YOUR ASSIGNMENT> Your answer should consist of every line from the records that holds the string "tower".

INFORMATION SHOWN>
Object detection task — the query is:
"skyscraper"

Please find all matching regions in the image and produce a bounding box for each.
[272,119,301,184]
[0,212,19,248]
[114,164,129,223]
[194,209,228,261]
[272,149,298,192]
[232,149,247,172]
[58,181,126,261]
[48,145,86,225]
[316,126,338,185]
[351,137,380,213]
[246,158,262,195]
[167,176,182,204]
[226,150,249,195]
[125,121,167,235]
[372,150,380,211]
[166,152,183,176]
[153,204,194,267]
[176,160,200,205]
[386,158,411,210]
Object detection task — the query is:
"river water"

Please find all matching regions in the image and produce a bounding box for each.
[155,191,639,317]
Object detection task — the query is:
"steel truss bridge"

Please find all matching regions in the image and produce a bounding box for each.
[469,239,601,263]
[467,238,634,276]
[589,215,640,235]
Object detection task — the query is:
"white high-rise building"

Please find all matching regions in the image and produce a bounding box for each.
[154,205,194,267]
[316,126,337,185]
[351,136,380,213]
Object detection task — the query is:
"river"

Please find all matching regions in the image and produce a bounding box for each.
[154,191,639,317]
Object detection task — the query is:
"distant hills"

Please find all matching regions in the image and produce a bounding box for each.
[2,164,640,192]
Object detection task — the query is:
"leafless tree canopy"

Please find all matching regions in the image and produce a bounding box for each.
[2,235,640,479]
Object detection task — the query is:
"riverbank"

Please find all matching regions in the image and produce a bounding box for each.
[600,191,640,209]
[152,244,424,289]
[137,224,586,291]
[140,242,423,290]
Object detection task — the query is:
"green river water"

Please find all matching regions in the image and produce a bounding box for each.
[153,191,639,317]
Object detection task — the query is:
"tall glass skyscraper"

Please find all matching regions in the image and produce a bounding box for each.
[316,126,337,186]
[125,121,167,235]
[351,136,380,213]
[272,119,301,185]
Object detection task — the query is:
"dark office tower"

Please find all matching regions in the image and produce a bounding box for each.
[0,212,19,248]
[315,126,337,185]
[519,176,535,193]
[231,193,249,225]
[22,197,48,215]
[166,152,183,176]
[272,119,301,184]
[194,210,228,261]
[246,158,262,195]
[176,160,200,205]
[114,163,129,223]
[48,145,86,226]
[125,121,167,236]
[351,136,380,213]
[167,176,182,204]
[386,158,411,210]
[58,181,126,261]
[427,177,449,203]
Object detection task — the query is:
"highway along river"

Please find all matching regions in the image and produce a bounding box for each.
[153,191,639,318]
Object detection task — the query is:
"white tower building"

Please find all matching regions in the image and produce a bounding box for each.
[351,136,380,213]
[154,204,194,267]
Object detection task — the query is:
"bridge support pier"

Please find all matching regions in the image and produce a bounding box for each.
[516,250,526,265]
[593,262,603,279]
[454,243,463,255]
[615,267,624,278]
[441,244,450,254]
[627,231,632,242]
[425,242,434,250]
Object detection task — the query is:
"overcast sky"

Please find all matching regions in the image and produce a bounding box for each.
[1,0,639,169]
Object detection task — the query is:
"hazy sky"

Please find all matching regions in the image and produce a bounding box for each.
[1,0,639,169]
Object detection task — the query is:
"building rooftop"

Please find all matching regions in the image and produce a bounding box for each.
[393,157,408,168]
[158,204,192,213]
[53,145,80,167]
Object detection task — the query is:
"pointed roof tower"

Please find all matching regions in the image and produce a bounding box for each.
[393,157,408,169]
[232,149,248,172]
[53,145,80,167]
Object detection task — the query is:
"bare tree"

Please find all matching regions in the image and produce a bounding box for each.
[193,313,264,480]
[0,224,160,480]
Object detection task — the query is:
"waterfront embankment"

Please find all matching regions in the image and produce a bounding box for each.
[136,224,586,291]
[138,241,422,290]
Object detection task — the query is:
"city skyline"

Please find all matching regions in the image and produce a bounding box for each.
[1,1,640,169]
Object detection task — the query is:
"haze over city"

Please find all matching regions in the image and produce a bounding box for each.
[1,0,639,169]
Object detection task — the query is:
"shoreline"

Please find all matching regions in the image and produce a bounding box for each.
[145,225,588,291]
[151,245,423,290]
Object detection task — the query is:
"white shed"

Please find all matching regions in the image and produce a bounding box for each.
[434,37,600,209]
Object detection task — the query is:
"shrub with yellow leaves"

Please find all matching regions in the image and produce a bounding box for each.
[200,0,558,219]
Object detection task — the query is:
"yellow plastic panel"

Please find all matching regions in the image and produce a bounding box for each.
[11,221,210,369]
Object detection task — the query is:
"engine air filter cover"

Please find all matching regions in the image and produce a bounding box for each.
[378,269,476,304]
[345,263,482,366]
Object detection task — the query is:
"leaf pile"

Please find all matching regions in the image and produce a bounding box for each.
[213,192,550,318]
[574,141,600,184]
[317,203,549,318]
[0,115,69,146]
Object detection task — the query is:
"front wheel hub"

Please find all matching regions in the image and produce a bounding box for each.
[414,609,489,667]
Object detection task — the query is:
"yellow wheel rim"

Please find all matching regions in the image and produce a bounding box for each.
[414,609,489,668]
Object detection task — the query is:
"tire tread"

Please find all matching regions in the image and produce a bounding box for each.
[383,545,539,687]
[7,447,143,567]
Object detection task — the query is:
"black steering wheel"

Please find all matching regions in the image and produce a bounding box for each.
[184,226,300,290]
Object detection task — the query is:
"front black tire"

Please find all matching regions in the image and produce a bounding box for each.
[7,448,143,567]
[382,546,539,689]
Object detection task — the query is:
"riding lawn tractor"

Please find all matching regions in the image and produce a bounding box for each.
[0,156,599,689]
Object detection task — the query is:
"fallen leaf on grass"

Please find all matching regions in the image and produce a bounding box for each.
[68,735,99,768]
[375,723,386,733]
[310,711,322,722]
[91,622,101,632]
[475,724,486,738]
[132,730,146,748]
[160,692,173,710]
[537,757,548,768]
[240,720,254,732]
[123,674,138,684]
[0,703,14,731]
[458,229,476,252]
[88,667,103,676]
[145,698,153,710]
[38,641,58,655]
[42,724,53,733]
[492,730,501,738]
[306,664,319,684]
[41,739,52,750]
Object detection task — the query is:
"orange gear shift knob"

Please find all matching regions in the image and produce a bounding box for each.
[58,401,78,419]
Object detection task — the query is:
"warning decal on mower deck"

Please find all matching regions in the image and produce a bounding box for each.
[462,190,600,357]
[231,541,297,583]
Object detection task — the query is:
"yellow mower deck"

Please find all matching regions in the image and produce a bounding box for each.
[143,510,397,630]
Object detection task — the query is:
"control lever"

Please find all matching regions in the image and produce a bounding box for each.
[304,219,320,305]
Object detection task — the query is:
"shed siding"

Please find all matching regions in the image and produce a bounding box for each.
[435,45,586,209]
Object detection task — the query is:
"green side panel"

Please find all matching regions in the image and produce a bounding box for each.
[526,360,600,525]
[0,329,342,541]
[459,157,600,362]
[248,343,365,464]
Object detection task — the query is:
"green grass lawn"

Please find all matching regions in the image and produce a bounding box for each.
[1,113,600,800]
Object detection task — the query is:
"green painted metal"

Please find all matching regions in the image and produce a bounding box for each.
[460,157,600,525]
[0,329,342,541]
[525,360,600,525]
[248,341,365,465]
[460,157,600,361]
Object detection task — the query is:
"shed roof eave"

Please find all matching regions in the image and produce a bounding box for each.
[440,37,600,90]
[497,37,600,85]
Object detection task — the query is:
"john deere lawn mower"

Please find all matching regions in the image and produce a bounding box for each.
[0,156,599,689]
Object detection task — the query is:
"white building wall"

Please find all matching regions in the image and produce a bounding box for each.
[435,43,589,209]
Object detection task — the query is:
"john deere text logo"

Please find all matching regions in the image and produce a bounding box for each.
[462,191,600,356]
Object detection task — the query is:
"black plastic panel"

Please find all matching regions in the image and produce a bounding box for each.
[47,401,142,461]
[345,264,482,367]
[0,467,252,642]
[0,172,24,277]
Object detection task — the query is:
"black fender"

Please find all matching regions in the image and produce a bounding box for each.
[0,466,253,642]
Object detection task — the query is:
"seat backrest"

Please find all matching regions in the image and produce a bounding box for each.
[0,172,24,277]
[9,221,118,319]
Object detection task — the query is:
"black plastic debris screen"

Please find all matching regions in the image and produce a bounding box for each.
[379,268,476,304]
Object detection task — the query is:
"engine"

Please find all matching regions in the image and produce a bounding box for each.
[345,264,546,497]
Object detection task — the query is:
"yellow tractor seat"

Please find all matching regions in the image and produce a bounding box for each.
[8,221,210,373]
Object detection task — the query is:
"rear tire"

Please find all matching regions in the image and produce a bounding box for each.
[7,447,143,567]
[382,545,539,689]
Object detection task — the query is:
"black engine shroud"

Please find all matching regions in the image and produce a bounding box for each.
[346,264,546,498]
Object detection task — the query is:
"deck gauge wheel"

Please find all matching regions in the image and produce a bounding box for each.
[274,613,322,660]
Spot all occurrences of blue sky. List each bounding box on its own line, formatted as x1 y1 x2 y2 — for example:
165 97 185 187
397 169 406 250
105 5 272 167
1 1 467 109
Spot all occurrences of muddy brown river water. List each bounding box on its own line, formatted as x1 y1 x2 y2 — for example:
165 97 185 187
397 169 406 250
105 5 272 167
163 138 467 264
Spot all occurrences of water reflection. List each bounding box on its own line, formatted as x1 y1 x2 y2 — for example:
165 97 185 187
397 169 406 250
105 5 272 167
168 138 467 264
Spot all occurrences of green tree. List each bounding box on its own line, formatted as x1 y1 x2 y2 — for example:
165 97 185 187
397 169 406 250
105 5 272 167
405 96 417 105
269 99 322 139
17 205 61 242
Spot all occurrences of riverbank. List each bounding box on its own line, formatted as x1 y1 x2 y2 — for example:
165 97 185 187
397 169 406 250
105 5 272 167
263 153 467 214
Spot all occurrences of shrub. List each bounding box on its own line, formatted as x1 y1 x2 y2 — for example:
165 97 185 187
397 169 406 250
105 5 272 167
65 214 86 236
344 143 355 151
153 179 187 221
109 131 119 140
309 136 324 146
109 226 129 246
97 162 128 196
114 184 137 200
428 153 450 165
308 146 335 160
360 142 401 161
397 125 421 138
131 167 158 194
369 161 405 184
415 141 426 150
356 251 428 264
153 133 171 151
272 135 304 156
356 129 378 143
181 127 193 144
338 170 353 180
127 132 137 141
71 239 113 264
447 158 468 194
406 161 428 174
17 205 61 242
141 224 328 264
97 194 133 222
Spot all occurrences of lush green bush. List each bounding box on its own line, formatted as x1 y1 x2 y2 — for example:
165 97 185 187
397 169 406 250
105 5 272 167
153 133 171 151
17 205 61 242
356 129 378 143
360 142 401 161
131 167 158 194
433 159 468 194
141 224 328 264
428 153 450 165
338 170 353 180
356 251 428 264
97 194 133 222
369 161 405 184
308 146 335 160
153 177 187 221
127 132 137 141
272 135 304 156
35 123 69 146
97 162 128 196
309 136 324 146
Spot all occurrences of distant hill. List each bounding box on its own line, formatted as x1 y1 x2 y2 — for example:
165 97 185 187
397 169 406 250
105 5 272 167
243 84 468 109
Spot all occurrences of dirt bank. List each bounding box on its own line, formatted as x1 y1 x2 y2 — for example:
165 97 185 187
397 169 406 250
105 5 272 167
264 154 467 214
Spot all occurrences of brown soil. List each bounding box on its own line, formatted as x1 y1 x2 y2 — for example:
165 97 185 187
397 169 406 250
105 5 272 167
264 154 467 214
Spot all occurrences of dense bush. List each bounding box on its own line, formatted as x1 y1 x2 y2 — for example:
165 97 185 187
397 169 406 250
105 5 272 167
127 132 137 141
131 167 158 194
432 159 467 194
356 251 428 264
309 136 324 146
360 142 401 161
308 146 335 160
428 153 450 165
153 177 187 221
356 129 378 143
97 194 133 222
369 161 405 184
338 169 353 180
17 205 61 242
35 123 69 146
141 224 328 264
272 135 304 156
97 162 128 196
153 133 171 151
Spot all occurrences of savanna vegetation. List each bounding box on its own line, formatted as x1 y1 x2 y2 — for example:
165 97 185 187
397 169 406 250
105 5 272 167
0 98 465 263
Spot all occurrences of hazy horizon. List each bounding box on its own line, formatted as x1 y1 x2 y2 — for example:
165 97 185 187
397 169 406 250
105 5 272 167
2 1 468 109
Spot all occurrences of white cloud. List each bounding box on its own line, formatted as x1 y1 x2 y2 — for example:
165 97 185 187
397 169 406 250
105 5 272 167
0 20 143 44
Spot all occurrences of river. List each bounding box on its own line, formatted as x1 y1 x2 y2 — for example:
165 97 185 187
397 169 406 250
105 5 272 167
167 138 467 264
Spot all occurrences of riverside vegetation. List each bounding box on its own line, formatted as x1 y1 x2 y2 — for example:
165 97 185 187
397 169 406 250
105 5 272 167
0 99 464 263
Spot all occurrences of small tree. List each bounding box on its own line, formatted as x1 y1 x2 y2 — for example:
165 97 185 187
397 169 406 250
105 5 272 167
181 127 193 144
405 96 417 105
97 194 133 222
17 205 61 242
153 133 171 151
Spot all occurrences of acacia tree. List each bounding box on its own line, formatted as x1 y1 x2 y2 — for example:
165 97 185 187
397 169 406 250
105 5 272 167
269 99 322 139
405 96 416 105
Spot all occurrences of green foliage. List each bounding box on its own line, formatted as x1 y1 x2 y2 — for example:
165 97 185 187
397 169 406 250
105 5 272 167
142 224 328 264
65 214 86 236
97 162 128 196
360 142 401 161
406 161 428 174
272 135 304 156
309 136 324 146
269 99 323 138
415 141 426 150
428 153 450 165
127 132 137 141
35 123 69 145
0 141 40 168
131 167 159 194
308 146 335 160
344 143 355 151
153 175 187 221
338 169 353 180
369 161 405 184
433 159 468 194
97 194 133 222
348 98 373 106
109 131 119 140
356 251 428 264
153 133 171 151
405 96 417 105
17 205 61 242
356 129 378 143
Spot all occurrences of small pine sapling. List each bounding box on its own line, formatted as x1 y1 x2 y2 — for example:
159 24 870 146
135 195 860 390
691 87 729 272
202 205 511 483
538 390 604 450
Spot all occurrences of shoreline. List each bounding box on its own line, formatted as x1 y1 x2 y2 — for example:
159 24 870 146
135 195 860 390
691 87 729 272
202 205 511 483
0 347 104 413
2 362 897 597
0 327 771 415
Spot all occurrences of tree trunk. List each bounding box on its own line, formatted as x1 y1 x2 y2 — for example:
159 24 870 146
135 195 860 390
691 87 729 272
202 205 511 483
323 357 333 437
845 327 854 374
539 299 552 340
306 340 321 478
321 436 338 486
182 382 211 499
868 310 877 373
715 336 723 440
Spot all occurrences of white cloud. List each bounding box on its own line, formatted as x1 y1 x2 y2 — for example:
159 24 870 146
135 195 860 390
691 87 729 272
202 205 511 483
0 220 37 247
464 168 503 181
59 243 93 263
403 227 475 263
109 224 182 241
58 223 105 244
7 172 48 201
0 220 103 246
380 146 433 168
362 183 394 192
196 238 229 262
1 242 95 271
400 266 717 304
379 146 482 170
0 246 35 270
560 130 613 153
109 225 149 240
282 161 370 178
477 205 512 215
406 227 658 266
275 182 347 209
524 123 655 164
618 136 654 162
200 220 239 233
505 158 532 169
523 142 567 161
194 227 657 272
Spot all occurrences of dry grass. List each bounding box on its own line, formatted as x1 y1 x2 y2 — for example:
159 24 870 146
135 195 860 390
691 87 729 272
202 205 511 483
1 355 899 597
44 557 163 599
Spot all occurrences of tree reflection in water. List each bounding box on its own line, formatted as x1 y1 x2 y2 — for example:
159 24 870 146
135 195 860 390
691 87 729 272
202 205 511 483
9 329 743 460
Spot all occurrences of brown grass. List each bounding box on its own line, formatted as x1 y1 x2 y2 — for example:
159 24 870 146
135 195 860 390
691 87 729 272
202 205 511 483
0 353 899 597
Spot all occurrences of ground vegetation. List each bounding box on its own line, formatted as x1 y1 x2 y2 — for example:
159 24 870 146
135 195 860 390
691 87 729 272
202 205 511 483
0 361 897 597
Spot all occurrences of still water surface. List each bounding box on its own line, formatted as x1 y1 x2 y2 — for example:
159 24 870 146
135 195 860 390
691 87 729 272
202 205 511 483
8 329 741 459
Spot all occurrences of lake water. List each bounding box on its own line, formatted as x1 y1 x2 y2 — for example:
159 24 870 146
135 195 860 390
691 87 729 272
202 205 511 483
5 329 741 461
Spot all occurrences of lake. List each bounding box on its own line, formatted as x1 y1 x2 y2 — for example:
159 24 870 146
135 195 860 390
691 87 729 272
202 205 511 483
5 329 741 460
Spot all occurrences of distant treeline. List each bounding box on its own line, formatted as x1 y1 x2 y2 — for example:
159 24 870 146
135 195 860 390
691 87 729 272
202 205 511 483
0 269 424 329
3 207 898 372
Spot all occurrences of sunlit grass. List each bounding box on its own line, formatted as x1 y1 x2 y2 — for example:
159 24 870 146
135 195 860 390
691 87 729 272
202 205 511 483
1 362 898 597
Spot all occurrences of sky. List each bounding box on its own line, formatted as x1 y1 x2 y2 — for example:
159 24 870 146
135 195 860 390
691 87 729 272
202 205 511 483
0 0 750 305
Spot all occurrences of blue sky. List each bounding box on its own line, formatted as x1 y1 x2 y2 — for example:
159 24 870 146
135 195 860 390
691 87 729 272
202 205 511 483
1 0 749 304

OUTPUT>
"dark office tower"
"white tower building"
"pointed roof tower"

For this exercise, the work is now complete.